# start of Document passage

Machine operators in this unit group operate machinery or equipment to fabricate complete products or parts for use in the assembly of electrical appliances and equipment, and electrical apparatus, such as batteries, fuses and plugs. Inspectors in this unit group inspect and test completed parts and production items. Workers in this unit group are employed by electrical appliance and electrical equipment manufacturing companies.

Reading Help - Reading
  • Read notices from supervisors about changes to procedures. (1)
  • Read memos and bulletins or notices issued by the company about health and safety. (2)
  • Read technical information. For example, they may read a technical bulletin about the lamination process to ensure that a photoelectric cell conducts enough electricity. (2)
  • Read the standards associated with each product. (2)
  • Read Material Safety Data Sheets (MSDS) on new products. (3)
  • Read manuals. For example, they may read transportation of dangerous goods (TDG) manual to get information about how to deal with an acid spill. (3)
  • Read the national electrical code. (4)
  • Synthesize information from a measuring machine manual and a laser cutter manual to learn how to complete a job. Both manuals are highly technical, lengthy and deal with computer-controlled equipment. (4)
Document use Help - Document use
  • Read log entries recording battery pickups to check that they match the numbers received. (1)
  • Read identification labels on boxes of screws, panels and final products. (1)
  • Read lists of suppliers and equipment manufacturers. (1)
  • Check off items on the work order. (1)

# end of Document passage
# start of Material supplied

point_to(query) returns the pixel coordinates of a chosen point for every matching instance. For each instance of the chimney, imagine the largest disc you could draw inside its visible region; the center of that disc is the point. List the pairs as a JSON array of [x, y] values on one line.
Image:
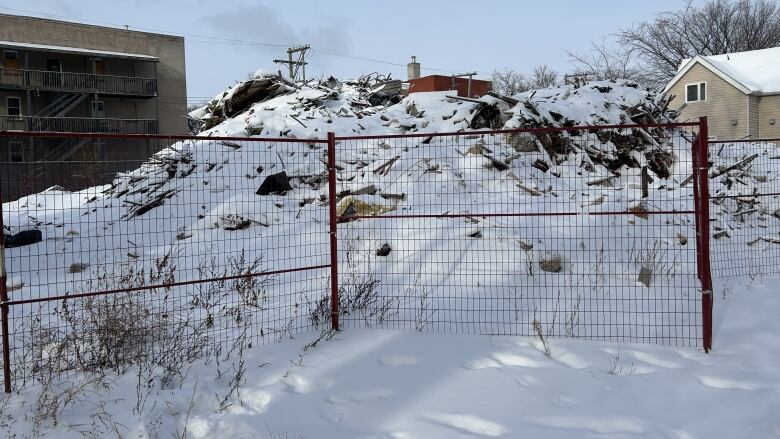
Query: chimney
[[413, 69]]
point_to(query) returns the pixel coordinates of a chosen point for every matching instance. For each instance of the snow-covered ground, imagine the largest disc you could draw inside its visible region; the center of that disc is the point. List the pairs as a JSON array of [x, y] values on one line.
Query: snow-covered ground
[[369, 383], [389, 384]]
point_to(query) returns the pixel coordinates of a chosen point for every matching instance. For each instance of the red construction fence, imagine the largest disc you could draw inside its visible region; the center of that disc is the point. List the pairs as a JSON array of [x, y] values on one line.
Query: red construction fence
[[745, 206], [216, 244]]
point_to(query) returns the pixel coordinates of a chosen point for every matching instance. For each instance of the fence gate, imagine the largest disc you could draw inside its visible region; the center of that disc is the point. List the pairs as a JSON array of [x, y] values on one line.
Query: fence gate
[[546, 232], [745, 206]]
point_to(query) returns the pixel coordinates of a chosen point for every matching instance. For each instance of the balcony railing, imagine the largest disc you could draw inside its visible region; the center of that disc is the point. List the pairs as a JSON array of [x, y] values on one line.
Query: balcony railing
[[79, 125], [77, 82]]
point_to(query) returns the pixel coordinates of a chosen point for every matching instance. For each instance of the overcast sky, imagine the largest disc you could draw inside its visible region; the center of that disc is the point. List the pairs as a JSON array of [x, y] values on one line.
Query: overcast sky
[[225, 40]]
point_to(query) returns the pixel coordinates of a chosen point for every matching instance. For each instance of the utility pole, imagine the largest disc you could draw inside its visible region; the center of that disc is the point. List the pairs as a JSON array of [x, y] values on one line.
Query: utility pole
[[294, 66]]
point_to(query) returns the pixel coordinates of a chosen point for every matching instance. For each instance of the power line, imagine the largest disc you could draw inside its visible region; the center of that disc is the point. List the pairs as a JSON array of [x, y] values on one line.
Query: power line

# end of Material supplied

• [Required work]
1. In the description of machine operators and inspectors in electrical appliance manufacturing, what kind of companies employ the workers in this unit group?
2. From the description of electrical appliance machine operators and inspectors, extract the stretch from "Document use Help" through "equipment manufacturers. (1)".

• [Answers for this exercise]
1. Electrical appliance and electrical equipment manufacturing companies.

2.
Document use Help - Document use
  • Read log entries recording battery pickups to check that they match the numbers received. (1)
  • Read identification labels on boxes of screws, panels and final products. (1)
  • Read lists of suppliers and equipment manufacturers. (1)